:: Provided text ::

▬▬▬

A man in interplanetary space.
He's living, working, smiling.

So, people will be able to dock
ships, mount an orbital station,

transfer from rocket to rocket,
get out of emergencies.

A bold and important step has been
taken on the way to the Moon.

And Soviet people were
the first to take it.

The assault continues.

Next in line is further testing
of the elements of space flight,

the delivery of prospecting
machines to the Moon.

And only then will man fly
from the Earth to the Moon.

SPEED (km/s)

How does he do that?

To reach the Moon,
a rocket has to accelerate

for takeoff to a monstrous speed -
11 kilometers per second.

This takes all the fuel
that it can accommodate.

When left without fuel,
a rocket becomes uncontrollable.

It will crash into the Moon
like a shell hits a target.

It will smash to pieces.

Such a landing is called hard.
It's no good for living beings.

▬▬▬

:: Stored records ::
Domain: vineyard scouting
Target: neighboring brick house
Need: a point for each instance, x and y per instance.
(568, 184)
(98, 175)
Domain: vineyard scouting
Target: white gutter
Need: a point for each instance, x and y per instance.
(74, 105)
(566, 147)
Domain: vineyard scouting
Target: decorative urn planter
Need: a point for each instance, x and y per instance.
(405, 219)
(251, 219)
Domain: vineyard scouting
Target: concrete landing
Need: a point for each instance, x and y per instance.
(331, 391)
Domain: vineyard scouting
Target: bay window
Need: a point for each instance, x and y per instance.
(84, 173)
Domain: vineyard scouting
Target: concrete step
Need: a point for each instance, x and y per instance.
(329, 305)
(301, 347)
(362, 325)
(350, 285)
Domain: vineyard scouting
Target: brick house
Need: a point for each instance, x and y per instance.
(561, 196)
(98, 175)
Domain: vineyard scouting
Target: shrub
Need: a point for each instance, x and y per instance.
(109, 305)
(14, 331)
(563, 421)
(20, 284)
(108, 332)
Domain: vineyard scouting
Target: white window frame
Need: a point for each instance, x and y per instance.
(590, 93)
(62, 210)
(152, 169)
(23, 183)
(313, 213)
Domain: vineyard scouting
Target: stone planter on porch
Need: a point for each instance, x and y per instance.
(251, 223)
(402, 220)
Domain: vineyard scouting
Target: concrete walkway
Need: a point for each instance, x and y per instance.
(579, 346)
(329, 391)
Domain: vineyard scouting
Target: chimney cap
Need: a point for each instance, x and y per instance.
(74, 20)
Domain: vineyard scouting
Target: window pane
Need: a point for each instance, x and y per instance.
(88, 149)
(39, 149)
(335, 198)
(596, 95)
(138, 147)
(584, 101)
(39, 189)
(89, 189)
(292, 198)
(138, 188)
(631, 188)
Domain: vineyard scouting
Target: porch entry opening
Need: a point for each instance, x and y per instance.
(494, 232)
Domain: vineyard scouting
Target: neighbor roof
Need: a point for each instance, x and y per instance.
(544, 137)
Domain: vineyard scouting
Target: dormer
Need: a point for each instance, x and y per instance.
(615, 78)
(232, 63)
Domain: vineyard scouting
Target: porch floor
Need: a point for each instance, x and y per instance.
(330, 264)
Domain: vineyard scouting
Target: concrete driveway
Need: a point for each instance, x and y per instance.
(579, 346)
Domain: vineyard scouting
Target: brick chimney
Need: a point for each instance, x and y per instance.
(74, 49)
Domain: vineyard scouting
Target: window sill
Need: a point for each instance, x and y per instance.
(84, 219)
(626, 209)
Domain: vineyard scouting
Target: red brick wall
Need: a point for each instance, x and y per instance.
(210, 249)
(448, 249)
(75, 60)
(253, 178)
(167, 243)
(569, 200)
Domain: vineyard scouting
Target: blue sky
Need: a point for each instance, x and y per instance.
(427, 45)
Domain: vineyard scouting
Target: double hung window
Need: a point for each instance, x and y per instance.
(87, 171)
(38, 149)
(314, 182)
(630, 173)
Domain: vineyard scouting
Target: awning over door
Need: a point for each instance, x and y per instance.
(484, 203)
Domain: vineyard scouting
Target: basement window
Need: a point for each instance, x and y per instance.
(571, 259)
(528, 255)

▬▬▬

:: Written instruction A ::
Answer each question from the Moon flight text on its own line:
(i) What speed must a rocket reach for takeoff to the Moon?
(ii) What is to be delivered to the Moon before man flies there?
(iii) What is the landing called when a rocket smashes to pieces?
:: Written instruction B ::
List every action the Moon flight text says people will be able to perform.

:: Written solution A ::
(i) 11 kilometers per second
(ii) Prospecting machines
(iii) Hard

:: Written solution B ::
- Dock ships
- Mount an orbital station
- Transfer from rocket to rocket
- Get out of emergencies